▶ [TASK]:
Repeat exactly the lines from the one containing "In which part of the image above can the white sailboat" through the last line of the records below, both included, and nothing else.

--

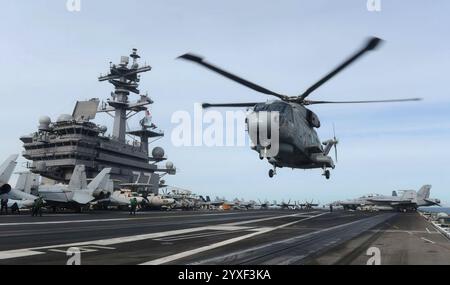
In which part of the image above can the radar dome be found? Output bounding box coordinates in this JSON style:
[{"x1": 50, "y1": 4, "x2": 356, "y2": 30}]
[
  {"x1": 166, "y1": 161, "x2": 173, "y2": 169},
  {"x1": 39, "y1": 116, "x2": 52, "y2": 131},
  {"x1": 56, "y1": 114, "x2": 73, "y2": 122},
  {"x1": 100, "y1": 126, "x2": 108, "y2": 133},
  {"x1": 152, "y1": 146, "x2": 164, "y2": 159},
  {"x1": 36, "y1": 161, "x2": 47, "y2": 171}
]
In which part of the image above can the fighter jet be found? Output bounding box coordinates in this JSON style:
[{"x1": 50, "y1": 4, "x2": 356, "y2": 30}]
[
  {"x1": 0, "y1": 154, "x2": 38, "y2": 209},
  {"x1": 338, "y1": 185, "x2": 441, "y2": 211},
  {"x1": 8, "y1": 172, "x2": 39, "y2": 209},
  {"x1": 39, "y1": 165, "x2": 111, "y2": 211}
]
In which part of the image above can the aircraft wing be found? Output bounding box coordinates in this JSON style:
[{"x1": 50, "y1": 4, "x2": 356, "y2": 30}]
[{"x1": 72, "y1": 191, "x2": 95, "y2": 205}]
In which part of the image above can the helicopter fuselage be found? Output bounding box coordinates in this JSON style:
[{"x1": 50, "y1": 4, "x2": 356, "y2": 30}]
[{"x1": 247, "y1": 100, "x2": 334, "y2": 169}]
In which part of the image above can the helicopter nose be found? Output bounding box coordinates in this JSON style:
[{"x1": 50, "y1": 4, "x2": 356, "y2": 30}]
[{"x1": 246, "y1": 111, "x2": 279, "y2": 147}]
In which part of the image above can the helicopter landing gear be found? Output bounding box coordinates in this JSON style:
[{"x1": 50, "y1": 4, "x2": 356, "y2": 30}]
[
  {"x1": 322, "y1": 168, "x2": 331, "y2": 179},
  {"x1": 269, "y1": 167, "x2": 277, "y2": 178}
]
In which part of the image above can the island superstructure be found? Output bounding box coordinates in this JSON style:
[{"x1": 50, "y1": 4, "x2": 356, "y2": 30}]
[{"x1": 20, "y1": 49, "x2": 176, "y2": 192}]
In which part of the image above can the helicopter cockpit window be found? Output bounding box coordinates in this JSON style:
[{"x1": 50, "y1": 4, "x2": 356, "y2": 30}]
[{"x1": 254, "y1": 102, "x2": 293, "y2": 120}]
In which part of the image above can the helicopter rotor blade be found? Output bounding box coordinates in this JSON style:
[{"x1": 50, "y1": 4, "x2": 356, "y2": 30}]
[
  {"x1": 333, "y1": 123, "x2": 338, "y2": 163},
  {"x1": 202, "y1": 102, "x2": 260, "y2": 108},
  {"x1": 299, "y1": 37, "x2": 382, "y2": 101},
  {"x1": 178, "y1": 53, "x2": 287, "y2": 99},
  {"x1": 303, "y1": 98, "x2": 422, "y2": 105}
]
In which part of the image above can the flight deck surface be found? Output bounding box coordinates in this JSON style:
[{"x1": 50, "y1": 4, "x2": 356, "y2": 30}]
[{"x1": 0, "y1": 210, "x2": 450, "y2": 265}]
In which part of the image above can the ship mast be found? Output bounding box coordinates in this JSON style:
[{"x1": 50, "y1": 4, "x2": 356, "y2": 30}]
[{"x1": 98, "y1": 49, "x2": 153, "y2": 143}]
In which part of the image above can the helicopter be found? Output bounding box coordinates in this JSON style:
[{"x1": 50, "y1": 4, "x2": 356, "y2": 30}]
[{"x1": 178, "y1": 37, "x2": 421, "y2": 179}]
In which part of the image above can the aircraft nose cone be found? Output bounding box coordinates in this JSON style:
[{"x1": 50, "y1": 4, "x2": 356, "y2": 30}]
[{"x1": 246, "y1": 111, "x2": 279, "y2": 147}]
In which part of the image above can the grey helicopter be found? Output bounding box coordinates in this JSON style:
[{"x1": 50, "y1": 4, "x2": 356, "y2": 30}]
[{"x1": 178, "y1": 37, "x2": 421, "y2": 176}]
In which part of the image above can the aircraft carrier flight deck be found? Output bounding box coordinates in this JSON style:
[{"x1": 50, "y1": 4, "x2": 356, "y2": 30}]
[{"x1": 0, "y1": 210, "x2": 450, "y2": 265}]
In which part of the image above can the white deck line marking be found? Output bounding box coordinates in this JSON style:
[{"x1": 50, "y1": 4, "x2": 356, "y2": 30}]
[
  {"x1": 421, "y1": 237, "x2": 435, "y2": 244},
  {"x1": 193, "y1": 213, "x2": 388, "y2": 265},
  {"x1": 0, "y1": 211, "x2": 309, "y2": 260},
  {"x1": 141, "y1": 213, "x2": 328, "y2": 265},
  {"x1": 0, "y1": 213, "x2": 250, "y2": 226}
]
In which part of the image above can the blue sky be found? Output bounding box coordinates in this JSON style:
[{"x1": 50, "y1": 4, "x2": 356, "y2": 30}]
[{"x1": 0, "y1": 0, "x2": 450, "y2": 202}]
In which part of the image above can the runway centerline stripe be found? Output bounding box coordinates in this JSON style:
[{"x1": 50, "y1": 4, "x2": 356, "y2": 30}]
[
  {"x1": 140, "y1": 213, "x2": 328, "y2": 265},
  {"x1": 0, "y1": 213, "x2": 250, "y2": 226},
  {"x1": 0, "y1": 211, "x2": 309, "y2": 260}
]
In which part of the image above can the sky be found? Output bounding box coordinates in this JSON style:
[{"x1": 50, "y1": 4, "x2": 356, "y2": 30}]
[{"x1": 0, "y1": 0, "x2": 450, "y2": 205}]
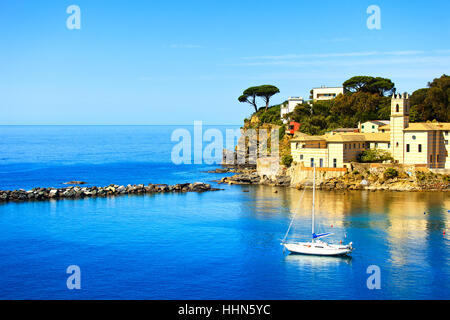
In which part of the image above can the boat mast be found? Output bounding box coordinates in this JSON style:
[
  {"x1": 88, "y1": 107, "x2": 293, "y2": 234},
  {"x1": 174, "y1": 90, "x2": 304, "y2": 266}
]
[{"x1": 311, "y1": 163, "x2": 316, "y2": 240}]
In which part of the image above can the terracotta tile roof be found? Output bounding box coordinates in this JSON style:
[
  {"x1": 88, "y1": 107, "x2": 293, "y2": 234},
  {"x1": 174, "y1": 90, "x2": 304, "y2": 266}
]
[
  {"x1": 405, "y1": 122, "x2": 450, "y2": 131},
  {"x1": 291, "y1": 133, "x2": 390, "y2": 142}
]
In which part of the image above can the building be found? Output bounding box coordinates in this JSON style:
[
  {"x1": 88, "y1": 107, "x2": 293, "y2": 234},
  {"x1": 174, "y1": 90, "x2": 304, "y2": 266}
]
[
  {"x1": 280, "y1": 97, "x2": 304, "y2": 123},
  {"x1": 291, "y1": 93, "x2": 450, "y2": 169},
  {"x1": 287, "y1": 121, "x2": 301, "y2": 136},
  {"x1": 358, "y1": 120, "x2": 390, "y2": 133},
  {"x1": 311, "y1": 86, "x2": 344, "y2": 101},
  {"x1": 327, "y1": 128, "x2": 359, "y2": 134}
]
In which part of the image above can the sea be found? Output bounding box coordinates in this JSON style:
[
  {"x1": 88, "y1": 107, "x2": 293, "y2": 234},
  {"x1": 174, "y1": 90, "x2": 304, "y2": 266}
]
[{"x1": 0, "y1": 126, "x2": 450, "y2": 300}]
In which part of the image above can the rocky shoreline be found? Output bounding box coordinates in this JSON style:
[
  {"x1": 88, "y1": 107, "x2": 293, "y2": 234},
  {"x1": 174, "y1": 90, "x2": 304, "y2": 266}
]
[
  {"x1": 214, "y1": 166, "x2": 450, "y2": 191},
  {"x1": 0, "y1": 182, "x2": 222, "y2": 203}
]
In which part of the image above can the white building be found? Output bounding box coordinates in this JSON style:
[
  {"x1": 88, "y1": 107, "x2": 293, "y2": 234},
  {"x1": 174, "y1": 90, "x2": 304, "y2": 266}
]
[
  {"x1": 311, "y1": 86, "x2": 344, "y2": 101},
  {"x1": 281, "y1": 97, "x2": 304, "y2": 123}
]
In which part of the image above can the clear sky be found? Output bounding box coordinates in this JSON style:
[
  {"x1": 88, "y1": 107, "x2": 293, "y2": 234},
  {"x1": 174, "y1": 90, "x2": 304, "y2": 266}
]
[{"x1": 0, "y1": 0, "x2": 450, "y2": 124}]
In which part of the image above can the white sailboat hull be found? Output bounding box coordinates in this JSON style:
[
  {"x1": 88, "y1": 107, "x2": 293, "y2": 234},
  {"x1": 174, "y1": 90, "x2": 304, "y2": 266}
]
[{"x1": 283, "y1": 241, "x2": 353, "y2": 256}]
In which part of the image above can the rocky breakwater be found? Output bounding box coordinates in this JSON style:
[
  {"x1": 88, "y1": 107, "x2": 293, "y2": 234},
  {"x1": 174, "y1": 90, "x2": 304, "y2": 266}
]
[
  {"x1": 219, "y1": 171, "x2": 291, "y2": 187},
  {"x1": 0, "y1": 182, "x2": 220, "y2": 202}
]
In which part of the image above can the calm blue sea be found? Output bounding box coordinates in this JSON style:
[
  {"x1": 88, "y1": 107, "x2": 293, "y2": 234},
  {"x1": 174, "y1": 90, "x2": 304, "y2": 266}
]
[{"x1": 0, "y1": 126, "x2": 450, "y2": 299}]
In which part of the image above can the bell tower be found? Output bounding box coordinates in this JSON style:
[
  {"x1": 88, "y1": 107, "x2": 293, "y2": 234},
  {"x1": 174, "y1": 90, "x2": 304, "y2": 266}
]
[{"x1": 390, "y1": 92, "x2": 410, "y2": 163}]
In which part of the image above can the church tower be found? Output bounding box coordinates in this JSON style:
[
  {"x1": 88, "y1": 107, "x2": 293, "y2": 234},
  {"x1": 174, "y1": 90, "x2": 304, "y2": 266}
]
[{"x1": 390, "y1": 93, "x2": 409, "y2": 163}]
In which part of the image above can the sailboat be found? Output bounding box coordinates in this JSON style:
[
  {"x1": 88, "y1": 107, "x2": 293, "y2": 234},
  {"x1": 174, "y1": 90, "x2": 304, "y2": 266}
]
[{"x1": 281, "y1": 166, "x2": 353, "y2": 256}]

--

▶ [SOLUTION FOR THIS EXERCISE]:
In which part of the image above can the white sailboat hull be found? Output bounding box coordinates in this JSON style:
[
  {"x1": 88, "y1": 107, "x2": 293, "y2": 234},
  {"x1": 174, "y1": 90, "x2": 304, "y2": 266}
]
[{"x1": 283, "y1": 241, "x2": 353, "y2": 256}]
In which part of the image above can the rocky breakwater be found? Output bounding box coordinates in this JSON style:
[
  {"x1": 88, "y1": 107, "x2": 293, "y2": 234},
  {"x1": 174, "y1": 90, "x2": 304, "y2": 266}
]
[
  {"x1": 219, "y1": 171, "x2": 291, "y2": 187},
  {"x1": 0, "y1": 182, "x2": 220, "y2": 202}
]
In which part of the image above can the calm blue sea be found? Output bounding box coordinates in this JSON style:
[
  {"x1": 88, "y1": 107, "x2": 293, "y2": 234},
  {"x1": 174, "y1": 90, "x2": 304, "y2": 266}
]
[{"x1": 0, "y1": 126, "x2": 450, "y2": 299}]
In which part of the image above can the bell tower be found? Output bounding box coordinates in this JSON style:
[
  {"x1": 88, "y1": 107, "x2": 293, "y2": 234},
  {"x1": 174, "y1": 90, "x2": 304, "y2": 266}
]
[{"x1": 390, "y1": 92, "x2": 410, "y2": 163}]
In which part of the image above can the church tower be found? Output bounding box coordinates in this JSON style:
[
  {"x1": 88, "y1": 107, "x2": 293, "y2": 234},
  {"x1": 174, "y1": 90, "x2": 304, "y2": 266}
]
[{"x1": 390, "y1": 93, "x2": 409, "y2": 163}]
In which part of the image above can the sailboat be found? Output bounding box coordinates in this JSON style:
[
  {"x1": 88, "y1": 107, "x2": 293, "y2": 234},
  {"x1": 174, "y1": 90, "x2": 304, "y2": 266}
]
[{"x1": 281, "y1": 166, "x2": 353, "y2": 256}]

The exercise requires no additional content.